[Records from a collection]
☆ ☆ ☆ ☆

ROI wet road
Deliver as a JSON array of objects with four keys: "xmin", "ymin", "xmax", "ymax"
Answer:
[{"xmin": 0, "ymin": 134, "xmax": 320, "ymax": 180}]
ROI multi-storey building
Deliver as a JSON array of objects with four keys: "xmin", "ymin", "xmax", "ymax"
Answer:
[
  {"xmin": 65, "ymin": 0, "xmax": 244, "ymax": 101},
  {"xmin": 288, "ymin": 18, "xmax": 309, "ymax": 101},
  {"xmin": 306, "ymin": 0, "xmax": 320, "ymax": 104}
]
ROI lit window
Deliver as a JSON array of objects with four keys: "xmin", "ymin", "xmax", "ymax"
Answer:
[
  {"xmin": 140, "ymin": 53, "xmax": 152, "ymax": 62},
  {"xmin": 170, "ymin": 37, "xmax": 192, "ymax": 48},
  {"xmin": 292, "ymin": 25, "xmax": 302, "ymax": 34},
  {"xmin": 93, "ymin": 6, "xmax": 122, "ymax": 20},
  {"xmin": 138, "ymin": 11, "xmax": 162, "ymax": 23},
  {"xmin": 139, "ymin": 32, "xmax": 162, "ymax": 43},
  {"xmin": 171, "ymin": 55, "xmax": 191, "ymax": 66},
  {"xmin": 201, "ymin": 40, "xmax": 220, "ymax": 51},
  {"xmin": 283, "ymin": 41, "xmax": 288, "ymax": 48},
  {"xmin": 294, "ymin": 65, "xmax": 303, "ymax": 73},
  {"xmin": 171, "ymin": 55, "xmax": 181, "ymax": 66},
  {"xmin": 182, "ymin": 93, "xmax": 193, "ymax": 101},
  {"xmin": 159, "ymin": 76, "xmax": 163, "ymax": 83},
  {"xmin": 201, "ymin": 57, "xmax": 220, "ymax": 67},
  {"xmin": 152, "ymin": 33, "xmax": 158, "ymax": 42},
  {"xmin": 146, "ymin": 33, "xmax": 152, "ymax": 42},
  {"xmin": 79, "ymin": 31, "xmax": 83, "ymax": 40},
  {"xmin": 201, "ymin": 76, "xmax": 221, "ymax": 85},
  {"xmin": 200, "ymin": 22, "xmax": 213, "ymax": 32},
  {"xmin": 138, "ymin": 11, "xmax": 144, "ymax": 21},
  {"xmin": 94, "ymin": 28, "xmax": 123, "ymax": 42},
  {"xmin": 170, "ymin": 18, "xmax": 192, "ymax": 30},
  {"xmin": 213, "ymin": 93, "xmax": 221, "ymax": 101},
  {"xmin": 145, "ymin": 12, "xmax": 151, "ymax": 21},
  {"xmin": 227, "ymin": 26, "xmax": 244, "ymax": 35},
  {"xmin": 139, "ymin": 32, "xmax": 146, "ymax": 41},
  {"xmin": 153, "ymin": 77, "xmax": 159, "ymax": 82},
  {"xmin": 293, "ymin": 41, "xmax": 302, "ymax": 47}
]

☆ ☆ ☆ ☆

PROBLEM DETAILS:
Rewrite the listing above with every occurrence of "Deliver" changed to "Return", leaving everything else as it stands.

RESULT OF THIS EXERCISE:
ROI wet road
Return as a JSON array of objects with four keys: "xmin", "ymin", "xmax", "ymax"
Answer:
[{"xmin": 0, "ymin": 134, "xmax": 320, "ymax": 180}]
ROI multi-storey building
Return as a JSON array of objects with four keys: "xmin", "ymin", "xmax", "ymax"
Answer:
[
  {"xmin": 65, "ymin": 0, "xmax": 244, "ymax": 101},
  {"xmin": 288, "ymin": 18, "xmax": 309, "ymax": 101},
  {"xmin": 306, "ymin": 0, "xmax": 320, "ymax": 104}
]
ROI lit window
Return as a JSON array of objects with four keys: "xmin", "ymin", "xmax", "ymax"
Answer:
[
  {"xmin": 140, "ymin": 53, "xmax": 152, "ymax": 62},
  {"xmin": 170, "ymin": 37, "xmax": 192, "ymax": 48},
  {"xmin": 292, "ymin": 25, "xmax": 302, "ymax": 34},
  {"xmin": 93, "ymin": 6, "xmax": 122, "ymax": 20},
  {"xmin": 138, "ymin": 11, "xmax": 162, "ymax": 23},
  {"xmin": 139, "ymin": 32, "xmax": 162, "ymax": 43},
  {"xmin": 171, "ymin": 55, "xmax": 191, "ymax": 66},
  {"xmin": 201, "ymin": 40, "xmax": 220, "ymax": 51},
  {"xmin": 283, "ymin": 41, "xmax": 288, "ymax": 48},
  {"xmin": 294, "ymin": 65, "xmax": 303, "ymax": 73},
  {"xmin": 171, "ymin": 55, "xmax": 181, "ymax": 66},
  {"xmin": 182, "ymin": 93, "xmax": 193, "ymax": 101},
  {"xmin": 159, "ymin": 76, "xmax": 163, "ymax": 83},
  {"xmin": 201, "ymin": 57, "xmax": 220, "ymax": 67},
  {"xmin": 152, "ymin": 33, "xmax": 158, "ymax": 42},
  {"xmin": 146, "ymin": 33, "xmax": 152, "ymax": 42},
  {"xmin": 79, "ymin": 31, "xmax": 83, "ymax": 40},
  {"xmin": 201, "ymin": 76, "xmax": 221, "ymax": 85},
  {"xmin": 200, "ymin": 22, "xmax": 213, "ymax": 32},
  {"xmin": 138, "ymin": 11, "xmax": 144, "ymax": 21},
  {"xmin": 94, "ymin": 28, "xmax": 123, "ymax": 42},
  {"xmin": 170, "ymin": 18, "xmax": 192, "ymax": 30},
  {"xmin": 213, "ymin": 93, "xmax": 221, "ymax": 101},
  {"xmin": 145, "ymin": 12, "xmax": 151, "ymax": 21},
  {"xmin": 227, "ymin": 26, "xmax": 244, "ymax": 35},
  {"xmin": 139, "ymin": 32, "xmax": 146, "ymax": 41},
  {"xmin": 153, "ymin": 77, "xmax": 159, "ymax": 82},
  {"xmin": 293, "ymin": 41, "xmax": 302, "ymax": 47}
]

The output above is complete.